§ **AIM**:
Copy the records below line for line, keeping every character unchanged.

— Start —

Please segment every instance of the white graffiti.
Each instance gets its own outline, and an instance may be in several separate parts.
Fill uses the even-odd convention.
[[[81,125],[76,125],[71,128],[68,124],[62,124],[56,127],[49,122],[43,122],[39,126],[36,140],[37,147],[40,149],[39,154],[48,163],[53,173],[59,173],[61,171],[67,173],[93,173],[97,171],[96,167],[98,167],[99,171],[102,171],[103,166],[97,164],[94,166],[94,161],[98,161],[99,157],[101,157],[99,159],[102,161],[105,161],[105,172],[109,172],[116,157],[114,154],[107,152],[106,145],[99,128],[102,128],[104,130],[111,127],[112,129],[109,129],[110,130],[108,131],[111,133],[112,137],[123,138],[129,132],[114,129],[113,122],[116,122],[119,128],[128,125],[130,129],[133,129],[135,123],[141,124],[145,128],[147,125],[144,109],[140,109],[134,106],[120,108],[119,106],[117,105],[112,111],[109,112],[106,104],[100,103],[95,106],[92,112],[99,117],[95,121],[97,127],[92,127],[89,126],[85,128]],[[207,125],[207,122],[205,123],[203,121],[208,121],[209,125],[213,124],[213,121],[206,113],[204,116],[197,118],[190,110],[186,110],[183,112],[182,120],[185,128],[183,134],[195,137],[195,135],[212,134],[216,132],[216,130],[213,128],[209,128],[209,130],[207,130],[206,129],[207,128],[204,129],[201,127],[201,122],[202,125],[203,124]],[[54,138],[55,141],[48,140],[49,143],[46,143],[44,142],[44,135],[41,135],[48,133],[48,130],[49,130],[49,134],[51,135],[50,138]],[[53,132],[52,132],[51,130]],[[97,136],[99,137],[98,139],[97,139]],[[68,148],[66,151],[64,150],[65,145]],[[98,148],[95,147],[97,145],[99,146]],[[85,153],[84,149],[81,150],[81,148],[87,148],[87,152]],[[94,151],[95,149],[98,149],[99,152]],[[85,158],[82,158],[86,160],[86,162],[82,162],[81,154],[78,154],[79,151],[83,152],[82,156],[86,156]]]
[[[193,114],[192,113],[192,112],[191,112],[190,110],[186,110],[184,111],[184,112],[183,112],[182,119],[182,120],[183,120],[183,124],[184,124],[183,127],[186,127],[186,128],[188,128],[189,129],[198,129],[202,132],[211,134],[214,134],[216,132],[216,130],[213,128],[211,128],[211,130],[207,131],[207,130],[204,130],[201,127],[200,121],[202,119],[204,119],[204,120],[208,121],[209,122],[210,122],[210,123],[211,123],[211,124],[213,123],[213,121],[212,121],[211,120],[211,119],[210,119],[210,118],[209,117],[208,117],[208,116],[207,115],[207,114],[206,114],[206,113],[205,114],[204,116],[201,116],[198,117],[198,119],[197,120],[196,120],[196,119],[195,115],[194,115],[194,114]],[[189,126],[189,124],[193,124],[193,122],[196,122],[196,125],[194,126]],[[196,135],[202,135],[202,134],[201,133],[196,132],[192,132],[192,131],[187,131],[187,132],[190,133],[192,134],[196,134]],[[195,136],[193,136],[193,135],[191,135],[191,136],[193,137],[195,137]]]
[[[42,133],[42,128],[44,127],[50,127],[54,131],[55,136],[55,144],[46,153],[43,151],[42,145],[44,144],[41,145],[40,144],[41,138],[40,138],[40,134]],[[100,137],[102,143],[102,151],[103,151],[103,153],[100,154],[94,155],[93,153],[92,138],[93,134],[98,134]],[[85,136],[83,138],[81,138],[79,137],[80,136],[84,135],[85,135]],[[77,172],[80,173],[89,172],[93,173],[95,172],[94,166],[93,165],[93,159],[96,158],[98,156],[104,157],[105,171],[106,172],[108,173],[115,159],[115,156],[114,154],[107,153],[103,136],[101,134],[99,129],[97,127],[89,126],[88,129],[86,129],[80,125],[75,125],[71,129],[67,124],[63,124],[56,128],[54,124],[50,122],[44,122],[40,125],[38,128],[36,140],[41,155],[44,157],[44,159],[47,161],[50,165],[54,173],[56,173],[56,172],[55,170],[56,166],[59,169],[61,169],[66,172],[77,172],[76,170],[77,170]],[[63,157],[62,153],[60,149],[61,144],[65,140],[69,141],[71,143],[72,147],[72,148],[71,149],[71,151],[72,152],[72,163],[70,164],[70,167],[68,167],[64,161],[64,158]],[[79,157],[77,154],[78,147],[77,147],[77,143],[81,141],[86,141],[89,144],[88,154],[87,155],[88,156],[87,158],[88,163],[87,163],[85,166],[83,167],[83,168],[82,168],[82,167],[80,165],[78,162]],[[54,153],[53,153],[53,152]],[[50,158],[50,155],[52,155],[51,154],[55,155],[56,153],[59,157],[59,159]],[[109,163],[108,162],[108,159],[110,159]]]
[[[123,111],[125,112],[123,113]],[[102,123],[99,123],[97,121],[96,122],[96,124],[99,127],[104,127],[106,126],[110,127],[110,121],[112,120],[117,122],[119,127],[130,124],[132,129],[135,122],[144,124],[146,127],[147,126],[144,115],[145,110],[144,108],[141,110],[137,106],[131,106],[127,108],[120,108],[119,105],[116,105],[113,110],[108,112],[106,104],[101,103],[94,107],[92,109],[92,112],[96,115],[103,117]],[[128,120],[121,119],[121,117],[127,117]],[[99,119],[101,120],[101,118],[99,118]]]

— End —

§ **TASK RESPONSE**:
Please segment every instance of the white graffiti.
Each instance gets its own outline, and an instance may be in several separate parts.
Fill uses the even-odd convention.
[[[81,125],[76,125],[71,128],[68,124],[62,124],[56,127],[49,122],[43,122],[39,126],[36,140],[37,147],[40,149],[39,154],[48,163],[53,173],[59,173],[61,171],[67,173],[93,173],[97,171],[96,167],[98,167],[99,171],[102,171],[103,166],[97,164],[94,166],[94,161],[98,161],[99,157],[101,157],[99,159],[102,161],[105,161],[105,172],[109,172],[116,157],[114,154],[107,152],[106,145],[99,128],[102,128],[104,130],[111,127],[112,129],[109,129],[110,130],[108,131],[111,133],[112,137],[123,138],[129,132],[114,129],[113,122],[116,122],[119,128],[128,125],[130,129],[133,129],[135,123],[141,124],[145,128],[147,125],[144,109],[140,109],[134,106],[120,108],[119,106],[117,105],[112,111],[109,112],[106,104],[100,103],[95,106],[92,112],[99,117],[95,121],[97,127],[92,127],[89,126],[85,128]],[[207,125],[207,122],[205,123],[203,121],[208,121],[209,125],[213,124],[213,121],[206,113],[204,116],[197,118],[190,110],[186,110],[183,112],[182,120],[185,128],[183,134],[195,137],[195,135],[212,134],[216,132],[216,130],[213,128],[209,128],[209,130],[207,130],[206,129],[207,128],[204,129],[201,127],[201,122],[202,125],[203,124]],[[54,138],[55,141],[48,140],[49,143],[46,143],[44,142],[44,135],[41,135],[48,133],[48,130],[49,130],[49,134],[51,135],[50,138]],[[53,132],[52,132],[51,130]],[[97,136],[99,137],[98,139],[97,139]],[[68,148],[66,151],[64,150],[65,145]],[[98,148],[95,147],[97,145],[99,146]],[[85,153],[84,149],[81,150],[81,148],[87,148],[87,152]],[[94,151],[95,149],[98,149],[99,152]],[[85,158],[82,158],[86,160],[86,162],[82,162],[81,154],[78,154],[79,151],[83,152],[82,156],[86,156]]]
[[[193,114],[192,113],[192,112],[191,112],[190,110],[186,110],[184,111],[184,112],[183,112],[182,119],[182,120],[183,120],[183,124],[184,124],[183,127],[186,127],[186,128],[188,128],[189,129],[198,129],[202,132],[211,134],[214,134],[216,132],[216,130],[213,128],[211,128],[211,130],[207,131],[207,130],[204,130],[201,127],[200,121],[202,119],[204,119],[204,120],[208,121],[209,122],[210,122],[210,123],[211,123],[211,124],[213,123],[213,121],[212,121],[211,120],[211,119],[210,119],[210,118],[209,117],[208,117],[208,116],[207,115],[207,114],[206,114],[206,113],[205,114],[204,116],[201,116],[198,117],[198,119],[197,120],[196,120],[196,119],[195,115],[194,115],[194,114]],[[189,126],[189,124],[193,124],[193,122],[196,122],[196,125],[194,126]],[[196,135],[202,135],[202,134],[201,133],[196,132],[192,132],[192,131],[187,131],[187,132],[190,133],[192,134],[196,134]],[[195,136],[193,136],[193,135],[191,135],[191,136],[193,137],[195,137]]]
[[[42,133],[42,128],[44,127],[50,127],[54,131],[55,136],[55,144],[46,153],[43,151],[42,145],[44,144],[41,145],[40,144],[41,138],[40,138],[40,134]],[[100,137],[102,143],[102,151],[103,151],[103,153],[100,154],[94,155],[93,153],[92,138],[93,134],[98,134]],[[85,136],[83,138],[81,138],[79,137],[80,136],[84,135],[85,135]],[[77,172],[80,173],[89,172],[93,173],[95,172],[94,166],[93,165],[93,159],[96,158],[98,156],[104,157],[105,171],[106,172],[108,173],[115,159],[115,156],[114,154],[107,153],[103,136],[101,134],[99,129],[97,127],[89,126],[88,129],[86,129],[80,125],[75,125],[71,129],[67,124],[63,124],[56,128],[54,124],[50,122],[44,122],[40,125],[38,128],[36,140],[41,155],[44,157],[44,159],[47,161],[50,165],[54,173],[56,173],[56,172],[55,170],[56,166],[59,169],[61,169],[66,172],[77,172],[76,170],[77,170]],[[63,157],[62,153],[60,149],[61,144],[65,140],[69,141],[71,143],[72,147],[72,148],[71,149],[71,151],[72,152],[72,163],[70,164],[70,167],[68,167],[64,161],[64,158]],[[79,157],[77,154],[78,147],[77,147],[77,143],[81,141],[86,141],[89,144],[88,154],[87,155],[88,156],[87,158],[88,163],[87,163],[85,166],[83,167],[83,168],[82,168],[82,167],[80,165],[78,162]],[[54,153],[53,153],[53,152]],[[50,158],[50,155],[52,155],[51,154],[55,155],[56,153],[59,157],[59,159]],[[109,163],[108,162],[108,159],[110,159]]]
[[[123,111],[125,112],[123,113]],[[102,123],[99,123],[97,121],[96,122],[96,124],[99,127],[104,127],[106,126],[110,127],[110,121],[112,120],[117,122],[119,127],[130,124],[132,129],[135,122],[144,124],[146,127],[147,126],[144,115],[145,110],[144,108],[141,110],[137,106],[131,106],[127,108],[120,108],[119,105],[116,105],[113,110],[108,112],[106,104],[101,103],[94,107],[92,109],[92,112],[96,115],[103,117]],[[128,120],[121,119],[121,117],[127,117]],[[99,119],[101,120],[101,118],[99,118]]]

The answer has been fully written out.